- [Text provided]
#####

Be sure to add your new checkers module to the SPIDERS_MODULES list in scrapy’s settings.py.

Note

Attention! Make sure that the XPath/result string combination you choose is NOT succeeding on normal item pages, otherwise the checker will delete all your items!

Note

To make sure your items aren’t deleted accidentally on a 404 response, 404 checks are only deleted on the second try while XPath checks are deleted at once. So to save crawling resources always try to realize your checking with XPath checks, otherwise the crawler need double the amount of checks!

Running your checkers

You can test your DDS checkers the same way you would run your scrapers:

scrapy crawl CHECKERNAME -a id=REF_OBJECT_ID
                        [-a do_action=(yes|no) -a run_type=(TASK|SHELL)
                        -a output_response_body=(yes|no) ]

As a reference object ID you now have to provide the ID of a scraped item to be checked. With do_action=yes an item is really deleted, otherwise the checker is only tested without actually manipulating the DB.

#####

- [Supplied entries]
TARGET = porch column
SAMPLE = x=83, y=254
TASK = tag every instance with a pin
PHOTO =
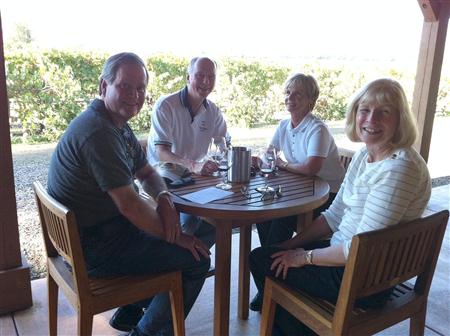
x=431, y=54
x=15, y=285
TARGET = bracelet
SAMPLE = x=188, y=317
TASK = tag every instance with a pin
x=161, y=193
x=308, y=257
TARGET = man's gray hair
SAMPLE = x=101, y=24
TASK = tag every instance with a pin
x=193, y=61
x=113, y=64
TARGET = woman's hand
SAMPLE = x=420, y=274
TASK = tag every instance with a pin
x=282, y=260
x=194, y=245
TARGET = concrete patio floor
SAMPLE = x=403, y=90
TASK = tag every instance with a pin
x=34, y=321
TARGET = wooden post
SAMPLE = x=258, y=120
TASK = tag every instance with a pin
x=431, y=54
x=15, y=285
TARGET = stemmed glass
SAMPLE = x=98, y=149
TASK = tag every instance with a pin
x=217, y=150
x=224, y=163
x=268, y=165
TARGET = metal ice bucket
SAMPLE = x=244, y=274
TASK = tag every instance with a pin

#####

- [Stated problem] Reproduce verbatim the portion of the DDS checkers text from "-a output_response_body=(yes|no) ]" up to and including "manipulating the DB.".

- [Reply to the task]
-a output_response_body=(yes|no) ]

As a reference object ID you now have to provide the ID of a scraped item to be checked. With do_action=yes an item is really deleted, otherwise the checker is only tested without actually manipulating the DB.